§ **Selection**:
((

This is Part 2 of the series: Profiles from the Center City Jazz Festival.
By: Alexander AriffI am still reliving memories from April 28, when I attended the first Center City Jazz Festival in Philadelphia, PA. The last profile was Ernest Stuart, here is number two, saxophonist Wade Dean.
Wade Dean. Enspirational.
I first heard Wade Dean in 2006 at a jam session inside of Naked Chocolate, a cafe (that no longer exists) on Walnut Street. I witnessed Dean strut in, exchange some words, and take out his horn. Dean told me that night that his horn was attached to him, it was a part of his body; he never went anywhere without it. Back then, words like that stuck to me: a fertile, aspiring jazz musician. This past April, when I interviewed Dean after his set at Fergie’s Pub, he laughed, remembering the Naked Chocolate session: “the short-lived session grew out of a natural pairing, chocolate and jazz.”
Wade Dean moved to Philadelphia in 2003 to earn his M.M at University of the Arts. He was so determined to be a part of the scene that he would walk, at night, with his horn, two miles deep into North Philly to play. Dean said that his horn could have been stolen many times walking to Ortlieb’s, but he kept going back. “It broke my heart when it closed,” he said “but it’s back open now [for jazz] on Tuesday nights. There was day school in the classroom, but night school was getting your ass kicked by Mike Boone, Orin Evans, or Tim Warfield.”
Here is an exclusive recording of Wade Dean’s group, The Wade Dean Enspiration, from the Center City Jazz Festival. The band was the first to play the entire festival–they were also reuniting after a 6-month hiatus. You’ll hear Wade Dean (alto, from Philadelphia, PA), Adam Siegel (alto, from Albany, NY), Anwar Marshall (drums, from Germantown, PA), Jason Frataccelli (bass, from Philadelphia, PA), and Niel Perdursky (Fender Rhodes, from Philadelphia, PA). The first alto solo is played by Dean.

))

§ **Data entries**:
((

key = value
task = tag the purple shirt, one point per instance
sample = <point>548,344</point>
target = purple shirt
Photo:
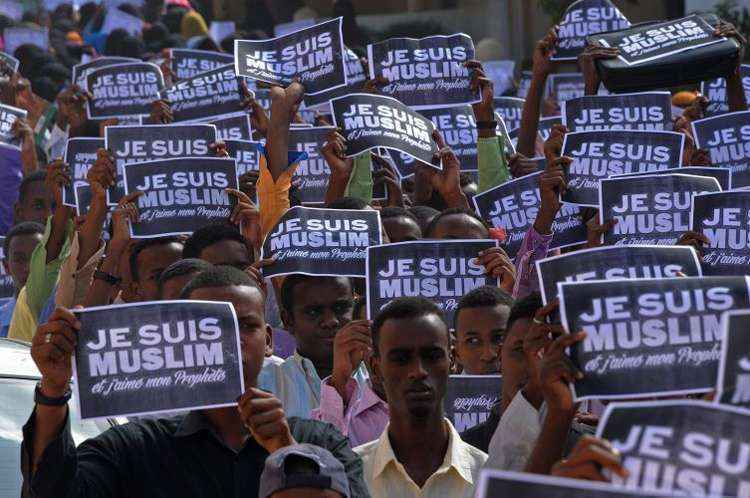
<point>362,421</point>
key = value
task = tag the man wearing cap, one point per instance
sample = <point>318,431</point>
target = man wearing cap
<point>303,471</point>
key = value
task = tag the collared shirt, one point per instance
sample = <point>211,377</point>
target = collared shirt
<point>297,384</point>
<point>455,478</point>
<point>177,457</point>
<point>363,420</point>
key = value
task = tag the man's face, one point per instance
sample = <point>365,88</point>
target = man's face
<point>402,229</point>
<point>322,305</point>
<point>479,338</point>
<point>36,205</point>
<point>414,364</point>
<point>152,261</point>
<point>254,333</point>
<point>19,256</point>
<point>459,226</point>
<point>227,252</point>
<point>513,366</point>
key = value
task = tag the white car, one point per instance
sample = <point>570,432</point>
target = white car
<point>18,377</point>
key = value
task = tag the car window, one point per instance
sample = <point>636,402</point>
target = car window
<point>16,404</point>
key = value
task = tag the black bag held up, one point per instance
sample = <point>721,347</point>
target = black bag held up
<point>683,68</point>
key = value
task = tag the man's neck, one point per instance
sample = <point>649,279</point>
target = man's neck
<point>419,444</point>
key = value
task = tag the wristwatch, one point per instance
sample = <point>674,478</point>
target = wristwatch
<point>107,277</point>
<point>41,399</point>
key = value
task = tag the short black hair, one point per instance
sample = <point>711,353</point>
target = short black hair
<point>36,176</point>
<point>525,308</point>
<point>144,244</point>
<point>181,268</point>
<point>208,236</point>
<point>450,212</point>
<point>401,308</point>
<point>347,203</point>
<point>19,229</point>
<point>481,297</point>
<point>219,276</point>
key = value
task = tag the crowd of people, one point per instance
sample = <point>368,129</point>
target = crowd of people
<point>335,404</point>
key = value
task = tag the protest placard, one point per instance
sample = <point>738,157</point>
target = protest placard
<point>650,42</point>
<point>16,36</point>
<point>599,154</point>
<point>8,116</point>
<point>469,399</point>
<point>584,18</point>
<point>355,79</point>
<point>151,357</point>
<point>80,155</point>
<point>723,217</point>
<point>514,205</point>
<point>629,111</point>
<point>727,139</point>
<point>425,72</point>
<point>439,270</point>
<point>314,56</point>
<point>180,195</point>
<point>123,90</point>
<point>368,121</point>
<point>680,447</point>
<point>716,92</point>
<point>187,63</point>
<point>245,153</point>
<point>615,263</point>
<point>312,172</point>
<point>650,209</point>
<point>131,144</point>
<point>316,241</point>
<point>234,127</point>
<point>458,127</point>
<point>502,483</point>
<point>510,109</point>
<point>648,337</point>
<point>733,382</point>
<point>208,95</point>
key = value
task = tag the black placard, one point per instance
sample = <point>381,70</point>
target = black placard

))

§ **What to do**:
1) Translate this sentence from the Wade Dean profile into Spanish: "Wade Dean moved to Philadelphia in 2003 to earn his M.M at University of the Arts."
2) From the Wade Dean profile, pull out the passage that begins at the words "By: Alexander AriffI" and stops after the words "Wade Dean. Enspirational.", copying it word for word.
None of the rows are needed here.

§ **Answer list**:
1) Wade Dean se mudó a Filadelfia en 2003 para obtener su M.M en la University of the Arts.

2)
By: Alexander AriffI am still reliving memories from April 28, when I attended the first Center City Jazz Festival in Philadelphia, PA. The last profile was Ernest Stuart, here is number two, saxophonist Wade Dean.
Wade Dean. Enspirational.